* _Section du document_
□ □ □
Un paria des îles – Joseph Conrad

Retour à Joseph Conrad, une valeur sûre en ce qui me concerne : je ne suis jamais déçu par ses histoires. Les descriptions, que ce soit de la nature ou du caractère des personnages, sont vraiment remarquables.

Celui-ci est le deuxième roman de Conrad, il fait suite à La folie Almayer dans l’ordre de rédaction, mais on y retrouve Almayer quelques années plus tôt, juste avant sa chute. Et Conrad maîtrise déjà son art de la narration, tout a l’air maîtrisé, les personnages ont des profils psychologiques forts, et sont parfaitement décrits.
□ □ □
* _Exercices à traiter_
(1) Relevez tous les noms propres, de personnes ou d'œuvres, cités dans la critique d'Un paria des îles.
(2) Poursuivez la critique d'Un paria des îles après sa dernière phrase.
Les lignes qui suivent n'ont aucun rapport avec la critique.

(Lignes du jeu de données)
□ □ □
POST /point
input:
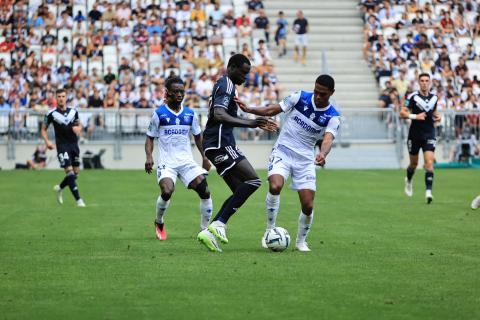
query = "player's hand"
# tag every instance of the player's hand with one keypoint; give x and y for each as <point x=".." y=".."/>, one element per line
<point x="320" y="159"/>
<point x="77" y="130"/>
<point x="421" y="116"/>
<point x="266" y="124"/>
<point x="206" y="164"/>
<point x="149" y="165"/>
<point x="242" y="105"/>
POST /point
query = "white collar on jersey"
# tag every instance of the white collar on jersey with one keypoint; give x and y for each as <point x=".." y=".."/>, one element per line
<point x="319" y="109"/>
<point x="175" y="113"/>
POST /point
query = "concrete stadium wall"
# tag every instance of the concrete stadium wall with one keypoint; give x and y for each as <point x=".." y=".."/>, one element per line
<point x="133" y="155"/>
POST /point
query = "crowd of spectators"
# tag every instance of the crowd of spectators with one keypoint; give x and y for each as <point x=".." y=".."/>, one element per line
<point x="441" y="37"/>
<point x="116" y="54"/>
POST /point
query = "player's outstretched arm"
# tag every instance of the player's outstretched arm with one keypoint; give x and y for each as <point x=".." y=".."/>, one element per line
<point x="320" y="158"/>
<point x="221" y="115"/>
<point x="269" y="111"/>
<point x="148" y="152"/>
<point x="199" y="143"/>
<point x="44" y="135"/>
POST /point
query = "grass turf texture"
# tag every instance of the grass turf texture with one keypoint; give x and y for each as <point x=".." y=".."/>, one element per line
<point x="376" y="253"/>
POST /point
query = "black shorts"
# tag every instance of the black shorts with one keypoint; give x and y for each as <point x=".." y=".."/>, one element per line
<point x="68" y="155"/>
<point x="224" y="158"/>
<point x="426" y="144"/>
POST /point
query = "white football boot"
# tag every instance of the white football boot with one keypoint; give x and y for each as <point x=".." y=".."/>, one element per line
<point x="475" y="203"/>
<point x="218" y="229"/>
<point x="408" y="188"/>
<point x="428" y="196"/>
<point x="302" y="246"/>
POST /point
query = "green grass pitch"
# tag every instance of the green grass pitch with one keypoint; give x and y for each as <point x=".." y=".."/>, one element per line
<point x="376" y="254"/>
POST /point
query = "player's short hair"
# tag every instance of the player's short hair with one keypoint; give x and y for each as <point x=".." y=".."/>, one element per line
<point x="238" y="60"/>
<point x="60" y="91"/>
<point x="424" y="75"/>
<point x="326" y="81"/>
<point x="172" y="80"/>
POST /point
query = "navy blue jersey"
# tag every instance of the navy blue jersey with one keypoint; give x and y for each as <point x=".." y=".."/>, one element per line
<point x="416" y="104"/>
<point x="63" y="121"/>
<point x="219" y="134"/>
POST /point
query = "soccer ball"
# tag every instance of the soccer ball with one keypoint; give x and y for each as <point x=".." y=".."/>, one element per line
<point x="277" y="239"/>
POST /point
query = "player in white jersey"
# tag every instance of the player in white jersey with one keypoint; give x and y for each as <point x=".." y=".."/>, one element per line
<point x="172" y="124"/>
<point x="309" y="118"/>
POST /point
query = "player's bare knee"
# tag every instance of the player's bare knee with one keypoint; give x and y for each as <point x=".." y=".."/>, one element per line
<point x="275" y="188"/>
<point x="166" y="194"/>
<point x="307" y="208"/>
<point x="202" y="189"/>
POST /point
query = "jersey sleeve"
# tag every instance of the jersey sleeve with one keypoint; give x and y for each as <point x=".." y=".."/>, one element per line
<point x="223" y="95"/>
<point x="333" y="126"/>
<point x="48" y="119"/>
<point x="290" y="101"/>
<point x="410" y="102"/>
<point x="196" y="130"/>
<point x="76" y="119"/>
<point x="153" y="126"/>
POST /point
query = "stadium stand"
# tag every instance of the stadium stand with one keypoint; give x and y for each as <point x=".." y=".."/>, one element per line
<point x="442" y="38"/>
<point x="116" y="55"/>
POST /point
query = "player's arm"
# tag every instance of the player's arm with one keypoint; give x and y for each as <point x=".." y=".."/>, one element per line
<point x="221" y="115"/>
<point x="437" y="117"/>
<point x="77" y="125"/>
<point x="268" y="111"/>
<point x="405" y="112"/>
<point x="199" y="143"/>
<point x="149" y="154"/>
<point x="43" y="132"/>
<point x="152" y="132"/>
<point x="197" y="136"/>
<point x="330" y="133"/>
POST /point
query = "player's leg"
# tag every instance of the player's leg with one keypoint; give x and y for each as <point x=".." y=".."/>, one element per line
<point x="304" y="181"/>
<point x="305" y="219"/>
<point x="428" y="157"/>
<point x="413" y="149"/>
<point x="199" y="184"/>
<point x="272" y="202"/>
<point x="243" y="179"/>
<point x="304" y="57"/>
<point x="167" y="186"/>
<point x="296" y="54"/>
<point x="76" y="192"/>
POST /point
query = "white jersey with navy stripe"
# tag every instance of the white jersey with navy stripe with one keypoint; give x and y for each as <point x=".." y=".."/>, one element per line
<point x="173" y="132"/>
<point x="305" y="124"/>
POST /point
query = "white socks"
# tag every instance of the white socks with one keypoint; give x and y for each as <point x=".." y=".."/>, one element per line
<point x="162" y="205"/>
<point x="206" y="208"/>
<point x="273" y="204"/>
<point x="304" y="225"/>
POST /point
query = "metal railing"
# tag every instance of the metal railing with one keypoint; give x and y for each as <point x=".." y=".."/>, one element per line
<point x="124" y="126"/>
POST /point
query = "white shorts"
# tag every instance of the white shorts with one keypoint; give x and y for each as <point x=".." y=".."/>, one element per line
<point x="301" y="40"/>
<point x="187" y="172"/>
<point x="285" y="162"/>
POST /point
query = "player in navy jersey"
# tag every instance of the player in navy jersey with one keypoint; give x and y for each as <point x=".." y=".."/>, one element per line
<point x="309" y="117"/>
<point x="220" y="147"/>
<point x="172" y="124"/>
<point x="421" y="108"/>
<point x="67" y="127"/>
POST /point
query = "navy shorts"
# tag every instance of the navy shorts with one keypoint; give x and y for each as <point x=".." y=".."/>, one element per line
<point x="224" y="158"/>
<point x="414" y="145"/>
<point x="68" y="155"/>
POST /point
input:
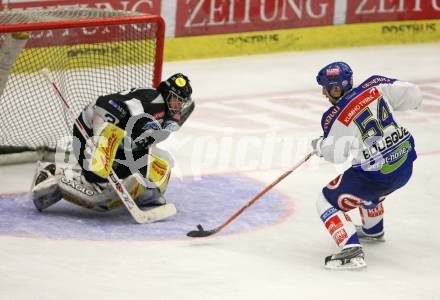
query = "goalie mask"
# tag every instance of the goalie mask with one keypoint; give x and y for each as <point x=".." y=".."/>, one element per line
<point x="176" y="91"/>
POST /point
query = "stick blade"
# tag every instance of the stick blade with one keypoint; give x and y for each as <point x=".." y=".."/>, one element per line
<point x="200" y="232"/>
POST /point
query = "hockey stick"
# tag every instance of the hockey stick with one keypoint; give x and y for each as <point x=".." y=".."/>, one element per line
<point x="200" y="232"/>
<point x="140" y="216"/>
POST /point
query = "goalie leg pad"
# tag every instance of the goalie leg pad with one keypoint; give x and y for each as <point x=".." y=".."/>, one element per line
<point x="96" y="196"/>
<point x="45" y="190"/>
□ □ □
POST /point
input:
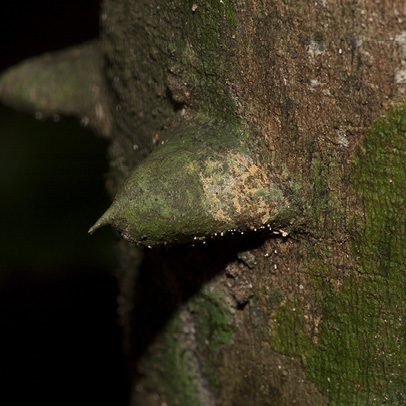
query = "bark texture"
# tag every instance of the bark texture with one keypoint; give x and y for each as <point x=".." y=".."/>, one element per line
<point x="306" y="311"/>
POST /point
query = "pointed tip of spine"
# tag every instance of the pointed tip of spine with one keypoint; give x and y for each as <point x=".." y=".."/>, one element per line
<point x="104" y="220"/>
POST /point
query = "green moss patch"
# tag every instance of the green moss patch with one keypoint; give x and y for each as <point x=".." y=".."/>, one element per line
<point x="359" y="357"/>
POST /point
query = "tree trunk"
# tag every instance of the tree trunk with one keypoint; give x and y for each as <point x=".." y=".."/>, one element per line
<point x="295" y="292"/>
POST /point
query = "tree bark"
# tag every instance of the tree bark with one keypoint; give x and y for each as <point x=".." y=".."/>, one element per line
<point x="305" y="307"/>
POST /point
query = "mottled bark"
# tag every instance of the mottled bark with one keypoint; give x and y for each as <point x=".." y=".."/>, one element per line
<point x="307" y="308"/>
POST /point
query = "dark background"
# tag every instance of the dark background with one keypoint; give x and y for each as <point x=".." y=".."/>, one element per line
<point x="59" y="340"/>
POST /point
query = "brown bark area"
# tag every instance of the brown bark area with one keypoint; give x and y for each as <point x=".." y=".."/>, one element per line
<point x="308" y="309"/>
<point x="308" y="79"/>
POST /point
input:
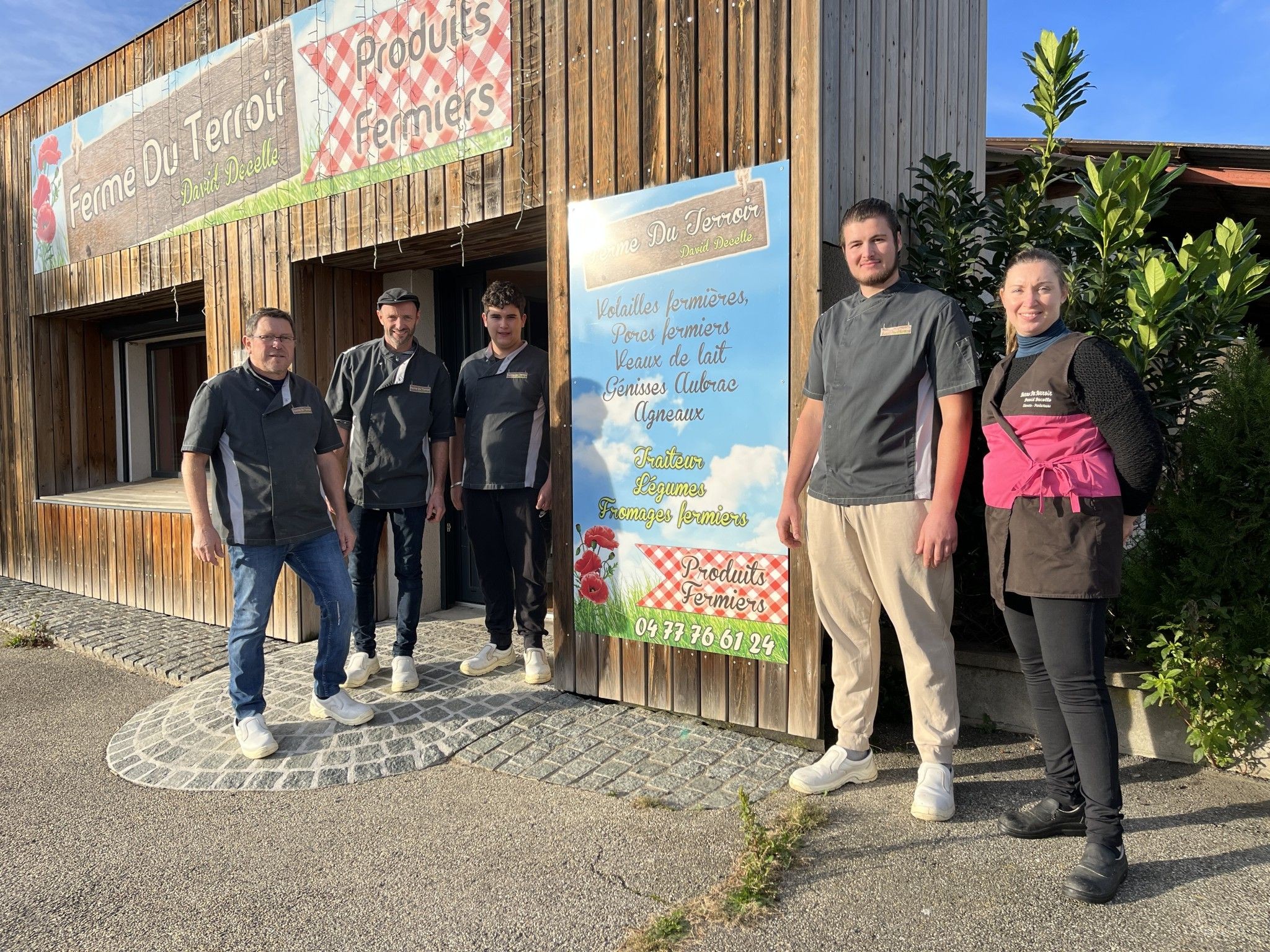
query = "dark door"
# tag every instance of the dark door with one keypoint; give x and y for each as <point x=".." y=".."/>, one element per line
□ □ □
* _Réponses dans l'ordre_
(1) Joseph Conrad, Un paria des îles, La folie Almayer, Almayer

(2)
Le personnage principal est Willems, l’homme de confiance de Hudig et Cie, une grosse société de commerce des îles. Willems aime le pouvoir, et à montrer qu’il en a… Mais il va faillir, son appétit va le pousser à faire une chose qui va lui coûter sa place. Son mentor, le capitaine Lingard (déjà rencontré dans la folie Almeyer) va alors le récupérer, et l’emmener se cacher le long d’un fleuve dont seul Lingard connaît l’accès, et où Almeyer est son représentant pour le commerce dont il tire sa fortune.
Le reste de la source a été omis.